• **Aim of the task**:
Find every line below that contains the word "table" and copy each of those lines in full.

Raw records
——————————
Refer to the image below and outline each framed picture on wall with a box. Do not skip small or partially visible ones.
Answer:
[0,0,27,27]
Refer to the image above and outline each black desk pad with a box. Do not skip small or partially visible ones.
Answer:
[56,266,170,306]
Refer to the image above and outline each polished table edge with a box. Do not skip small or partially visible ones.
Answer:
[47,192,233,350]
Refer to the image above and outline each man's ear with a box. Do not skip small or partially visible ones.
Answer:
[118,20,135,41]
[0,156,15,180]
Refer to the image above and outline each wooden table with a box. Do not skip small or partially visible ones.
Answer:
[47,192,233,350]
——————————
• **In response**:
Refer to the image above and outline each polished table edge with a box. Do not skip small or partially visible ones.
Refer to the image above and outline each wooden table with a box. Do not skip small or partially visible ones.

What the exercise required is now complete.